*GIVEN PASSAGE*
----------------
Author Archives: nrota

A Tennis Boor, Defined

Today we have a guest column from Sean Bugg. I ran across his buggblog and really enjoyed it. Sean is a freelance writer, car reviewer, book addict, amateur tennis player and part-time caterer. He’s also co-publisher of Metro Weekly, Washington, DC’s gay and lesbian newsmagazine, if that wasn’t enough. His language is a bit more salty than MVN likes so I’ve inserted some **’s where appropriate. Sit back and enjoy.

I’ve had a couple of non-tennis-oriented readers ask me what the big deal was with Andy Roddick’s behavior in his match against Kei Nishikori that I complained about earlier this week. Without some sort of context — either experience seeing Roddick’s a**hole act in operation or knowledge of the spoken and unspoken rules of on-court tennis behavior — the “just stick me with it next time” thing doesn’t translate well, I suppose.

Jon Wertheim at Sport Illustrated takes on the exact subject in response to a reader who notes, rightly: “Bad news for Andy Roddick if he has to resort to blatant intimidation to win a match over an 18-year-old newcomer.” Wertheim, who I think generally maintains a great balance in criticizing players’ stupid behavior while defending them from unrealistic expectations, doesn’t completely agree about the Nishikori incident — “I’m not sure this episode rises to the level of ‘felony trash talk'” — he does go on to flat-out state that Roddick has morphed from a tennis golden boy into an abrasive a**hole.

The dirty secret in men’s tennis is that the guy has been fairly insufferable lately.

This isn’t just from the grumps in the media. This has been noticed by everyone from ATP personnel to former Grand Slam champs to current players. And this diminishing reputation has nothing to do with match results or a stagnating game. It’s all about disposition.

I haven’t hidden my fondness for Roddick over the years. But it’s probably about time he got called on his you-know-what. And heeding Roddick’s advice to Nishikori, we’re going to stick him with it: I cringed as Roddick dressed down Jo-Wilfried Tsonga and winced as he sucked down champagne and blew off the Portland, Ore., kids seeking autographs at the Davis Cup, and bristled at this laughable, Connors-ian me-against-the-world routine.

But he completely lost me in Australia. Roddick’s tirade against the umpire — some poor guy with kids watching at home — was not only low-rent, but also played to every Ugly American stereotype. Roddick played the role of posturing bully frat boy, even when he didn’t have right on his side.

The Tsonga match Wertheim mentions was from the 2007 Australian Open, and marks the point where I pretty much gave up on Roddick. It was an appalling display on Roddick’s part, and it just made it all the sweeter this year when Roddick went out early and Tsonga made the final. And this year’s behavior by Roddick was demonstrably worse, as Wertheim points out.

This is disappointing on two levels. First, as Wertheim labors to explain, Roddick has done a lot of good during his career. He launched a worthwhile foundation, he devotes his time to charity (including annual appearances playing tennis with Elton John for his AIDS foundation), and generally has used his wealth and fame in positive ways that many athletes — hell, most people period — can’t be bothered with.
----------------
*DATA RECORDS*
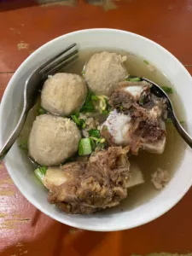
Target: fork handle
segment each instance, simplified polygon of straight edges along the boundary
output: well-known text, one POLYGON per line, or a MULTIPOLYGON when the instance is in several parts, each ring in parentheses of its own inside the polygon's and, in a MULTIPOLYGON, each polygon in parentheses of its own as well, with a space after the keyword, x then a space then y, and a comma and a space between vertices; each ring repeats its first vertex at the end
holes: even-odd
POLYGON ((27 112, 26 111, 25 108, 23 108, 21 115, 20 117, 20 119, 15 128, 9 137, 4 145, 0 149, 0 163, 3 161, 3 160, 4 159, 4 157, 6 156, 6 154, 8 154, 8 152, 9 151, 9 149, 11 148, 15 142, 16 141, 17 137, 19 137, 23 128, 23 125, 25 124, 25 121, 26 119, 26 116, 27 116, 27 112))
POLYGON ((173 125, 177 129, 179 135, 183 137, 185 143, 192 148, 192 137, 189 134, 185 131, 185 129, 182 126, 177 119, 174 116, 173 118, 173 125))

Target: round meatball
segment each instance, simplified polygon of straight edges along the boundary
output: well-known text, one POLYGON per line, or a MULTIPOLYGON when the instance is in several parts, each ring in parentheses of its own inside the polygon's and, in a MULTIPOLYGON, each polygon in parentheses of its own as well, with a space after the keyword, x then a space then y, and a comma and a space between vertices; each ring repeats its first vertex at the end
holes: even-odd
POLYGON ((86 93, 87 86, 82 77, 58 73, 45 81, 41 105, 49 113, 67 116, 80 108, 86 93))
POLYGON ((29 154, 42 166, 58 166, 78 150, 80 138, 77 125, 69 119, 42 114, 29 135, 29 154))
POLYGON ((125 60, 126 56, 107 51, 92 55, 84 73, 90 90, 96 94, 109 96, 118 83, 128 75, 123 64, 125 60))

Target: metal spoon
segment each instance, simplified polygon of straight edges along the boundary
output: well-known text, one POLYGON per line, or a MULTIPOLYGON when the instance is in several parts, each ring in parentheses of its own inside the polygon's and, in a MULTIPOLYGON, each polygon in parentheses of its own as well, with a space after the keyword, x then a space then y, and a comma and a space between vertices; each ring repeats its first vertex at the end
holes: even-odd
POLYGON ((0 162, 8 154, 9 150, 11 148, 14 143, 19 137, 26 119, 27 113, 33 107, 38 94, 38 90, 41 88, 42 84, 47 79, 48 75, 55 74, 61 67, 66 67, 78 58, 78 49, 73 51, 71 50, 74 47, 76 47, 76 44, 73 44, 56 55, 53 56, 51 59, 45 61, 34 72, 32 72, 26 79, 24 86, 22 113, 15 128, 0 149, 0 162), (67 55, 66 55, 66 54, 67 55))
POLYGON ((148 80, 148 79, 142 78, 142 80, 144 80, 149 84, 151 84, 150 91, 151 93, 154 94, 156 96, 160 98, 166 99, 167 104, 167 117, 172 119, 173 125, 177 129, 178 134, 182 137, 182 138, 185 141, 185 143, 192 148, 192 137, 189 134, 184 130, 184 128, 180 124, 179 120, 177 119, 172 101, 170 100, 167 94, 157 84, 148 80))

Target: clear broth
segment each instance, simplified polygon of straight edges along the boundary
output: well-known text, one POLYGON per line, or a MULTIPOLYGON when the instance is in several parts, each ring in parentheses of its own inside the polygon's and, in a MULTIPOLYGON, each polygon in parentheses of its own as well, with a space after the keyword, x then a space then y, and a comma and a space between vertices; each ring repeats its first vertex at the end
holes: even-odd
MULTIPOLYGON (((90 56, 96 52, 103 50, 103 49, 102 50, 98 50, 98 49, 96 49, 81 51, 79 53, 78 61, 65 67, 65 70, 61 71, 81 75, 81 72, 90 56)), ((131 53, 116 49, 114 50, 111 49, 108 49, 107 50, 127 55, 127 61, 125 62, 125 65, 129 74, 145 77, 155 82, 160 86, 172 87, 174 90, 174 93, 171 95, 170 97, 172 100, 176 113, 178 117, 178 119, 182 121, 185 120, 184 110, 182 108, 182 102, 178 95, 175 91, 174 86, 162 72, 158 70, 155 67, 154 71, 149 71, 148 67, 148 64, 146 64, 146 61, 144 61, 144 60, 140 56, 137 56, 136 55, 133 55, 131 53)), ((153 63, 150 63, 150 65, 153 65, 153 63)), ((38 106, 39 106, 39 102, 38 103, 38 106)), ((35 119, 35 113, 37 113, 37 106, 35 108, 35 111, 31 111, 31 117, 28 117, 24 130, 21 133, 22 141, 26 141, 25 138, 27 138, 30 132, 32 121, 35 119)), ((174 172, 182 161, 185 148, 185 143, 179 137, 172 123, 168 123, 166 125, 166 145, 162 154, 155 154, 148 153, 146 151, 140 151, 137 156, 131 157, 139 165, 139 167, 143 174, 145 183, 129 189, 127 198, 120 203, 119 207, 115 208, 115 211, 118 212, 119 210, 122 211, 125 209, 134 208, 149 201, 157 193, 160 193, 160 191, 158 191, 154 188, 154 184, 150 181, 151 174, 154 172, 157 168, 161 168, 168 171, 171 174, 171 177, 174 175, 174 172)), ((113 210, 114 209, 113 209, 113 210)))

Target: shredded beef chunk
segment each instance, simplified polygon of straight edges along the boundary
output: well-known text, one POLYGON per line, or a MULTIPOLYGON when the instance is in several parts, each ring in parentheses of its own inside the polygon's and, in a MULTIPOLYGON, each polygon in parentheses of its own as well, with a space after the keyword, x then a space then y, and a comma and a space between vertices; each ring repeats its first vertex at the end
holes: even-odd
----------------
*WORK TO DO*
1 > Summarize the guest column in two sentences.
2 > In the guest column, at which tournament did the Tsonga match mentioned by Wertheim take place?

*ANSWERS TO THE TASKS*
1 > The writer explains what was wrong with Andy Roddick's behavior in his match against Kei Nishikori, citing Jon Wertheim's view that Roddick has become insufferable because of his disposition rather than his results. The writer says he largely gave up on Roddick after an appalling display against Jo-Wilfried Tsonga at the 2007 Australian Open, and he finds this disappointing because Roddick has done a lot of good through his foundation and charity work.

2 > The 2007 Australian Open.